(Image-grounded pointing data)

————

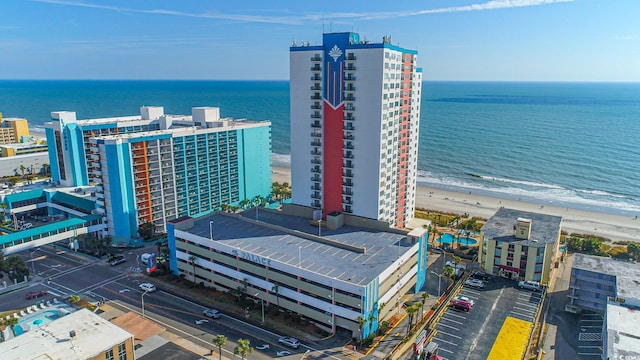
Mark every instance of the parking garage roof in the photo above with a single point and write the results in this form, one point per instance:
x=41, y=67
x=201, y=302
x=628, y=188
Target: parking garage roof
x=626, y=273
x=327, y=259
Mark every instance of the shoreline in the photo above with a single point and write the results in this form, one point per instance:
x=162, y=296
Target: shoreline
x=614, y=227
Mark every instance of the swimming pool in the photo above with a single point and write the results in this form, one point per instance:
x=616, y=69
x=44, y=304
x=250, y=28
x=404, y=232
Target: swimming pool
x=38, y=318
x=449, y=239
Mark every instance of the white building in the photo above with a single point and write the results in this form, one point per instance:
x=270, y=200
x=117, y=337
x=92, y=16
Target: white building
x=355, y=113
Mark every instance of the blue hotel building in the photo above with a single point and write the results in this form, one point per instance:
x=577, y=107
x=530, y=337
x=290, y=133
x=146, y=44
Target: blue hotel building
x=154, y=167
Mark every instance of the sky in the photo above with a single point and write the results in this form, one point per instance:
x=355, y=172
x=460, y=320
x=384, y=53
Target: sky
x=461, y=40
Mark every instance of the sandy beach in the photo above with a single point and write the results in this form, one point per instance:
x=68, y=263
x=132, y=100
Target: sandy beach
x=614, y=227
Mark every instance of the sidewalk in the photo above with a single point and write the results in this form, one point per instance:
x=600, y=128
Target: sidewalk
x=559, y=283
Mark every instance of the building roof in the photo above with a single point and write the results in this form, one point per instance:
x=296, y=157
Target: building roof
x=48, y=229
x=623, y=333
x=93, y=335
x=627, y=273
x=545, y=229
x=325, y=259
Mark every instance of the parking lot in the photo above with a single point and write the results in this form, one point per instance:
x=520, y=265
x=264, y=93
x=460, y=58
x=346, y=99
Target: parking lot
x=470, y=335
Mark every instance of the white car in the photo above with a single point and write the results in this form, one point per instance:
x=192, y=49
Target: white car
x=289, y=341
x=148, y=287
x=530, y=285
x=212, y=313
x=478, y=284
x=464, y=298
x=453, y=265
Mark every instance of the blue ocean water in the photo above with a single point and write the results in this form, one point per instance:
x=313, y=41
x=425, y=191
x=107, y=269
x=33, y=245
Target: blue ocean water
x=567, y=144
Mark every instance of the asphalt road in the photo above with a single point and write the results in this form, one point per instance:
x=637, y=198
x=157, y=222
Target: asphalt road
x=74, y=274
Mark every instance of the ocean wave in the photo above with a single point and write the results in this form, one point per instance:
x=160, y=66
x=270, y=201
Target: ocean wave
x=595, y=200
x=281, y=160
x=520, y=182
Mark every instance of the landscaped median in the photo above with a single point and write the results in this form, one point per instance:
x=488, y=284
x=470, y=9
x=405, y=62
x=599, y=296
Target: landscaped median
x=512, y=339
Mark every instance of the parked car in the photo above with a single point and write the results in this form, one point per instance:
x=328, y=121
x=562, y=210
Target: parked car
x=149, y=287
x=35, y=294
x=465, y=298
x=212, y=313
x=478, y=284
x=117, y=261
x=530, y=285
x=461, y=305
x=289, y=341
x=458, y=266
x=480, y=275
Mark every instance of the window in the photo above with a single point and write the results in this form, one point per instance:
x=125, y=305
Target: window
x=122, y=352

————

**BRIEF:**
Exclude images. Return the data above verbatim.

**ANSWER BELOW:**
Mark every instance of the parking garage roof in the photo above with a single point and write the results in this form, one point per instance:
x=41, y=67
x=201, y=302
x=628, y=188
Target: parking garage roof
x=626, y=273
x=327, y=259
Mark every instance of the shoreline in the photo above with a single point and write the results in this form, one point per instance:
x=162, y=296
Target: shoreline
x=614, y=227
Mark every instance of the swimming pool in the photo above with a single point and write the results in this form, one point per instance:
x=616, y=69
x=44, y=304
x=250, y=28
x=404, y=232
Target: swimming pool
x=38, y=318
x=449, y=239
Mark every instance of the white building in the photo above with a single point and write the results in this form, one point per instance:
x=270, y=200
x=117, y=337
x=92, y=16
Target: white building
x=355, y=113
Mark every instance of the blue hotel building in the photo above with a single point and write the results in this form, one point per instance:
x=577, y=107
x=530, y=337
x=290, y=133
x=146, y=44
Target: blue hotel building
x=154, y=167
Mark every instance of the sky in the photo above with a single point and write the results in this form, one point per instance:
x=355, y=172
x=460, y=320
x=384, y=53
Target: sky
x=461, y=40
Mark every instance of the sandy beach in the photo above with a single point and write the results in this form, one point per instance:
x=68, y=263
x=132, y=100
Target: sandy beach
x=614, y=227
Mark every instance of the sidewalk in the photo above with a single point and write the results in this form, one point per instance:
x=600, y=128
Target: sidewalk
x=559, y=283
Mark every instance of the building roof in the photo above with a single point and write the results in this form, one point per instance:
x=296, y=157
Target: building roof
x=48, y=229
x=623, y=333
x=93, y=335
x=627, y=273
x=545, y=229
x=325, y=259
Mark every instance of the parking lot in the photo above with a single point and write the results in this form, one point per instance:
x=520, y=265
x=264, y=93
x=460, y=58
x=346, y=99
Target: parking lot
x=470, y=335
Mark every instance of the white car in the photo above with a single point and write the results in this form, one point per instance:
x=192, y=49
Target: white car
x=289, y=341
x=148, y=287
x=530, y=285
x=212, y=313
x=478, y=284
x=464, y=298
x=453, y=265
Mark every instance of the blue ocean water in the photo above with a single point and write the results in this form, one point per instance:
x=313, y=41
x=425, y=191
x=107, y=269
x=33, y=245
Target: blue ocean water
x=567, y=144
Mark every instance of the asphalt road in the photo above with a single point and write the results in this form, one point per instance:
x=637, y=198
x=157, y=222
Target: asphalt road
x=74, y=274
Mark every instance of the ocean wave in the photo above with a single point and write the results in this form, one point per instance:
x=160, y=66
x=270, y=201
Target: ocean wave
x=595, y=200
x=281, y=160
x=520, y=182
Mark every instance of the landscaped median in the photo above with a single point and write the results in this form, one point per instance:
x=488, y=284
x=470, y=9
x=405, y=62
x=599, y=296
Target: landscaped median
x=512, y=339
Mark every instance of the parked car in the photo above with a single point and write the results in this form, one point per instance:
x=328, y=121
x=562, y=210
Target: parked car
x=149, y=287
x=35, y=294
x=465, y=298
x=212, y=313
x=478, y=284
x=117, y=261
x=530, y=285
x=461, y=305
x=289, y=341
x=458, y=266
x=480, y=275
Mark every instance of the window in the photo above with a single point and write the results in this form, one point per instance:
x=125, y=305
Target: window
x=122, y=352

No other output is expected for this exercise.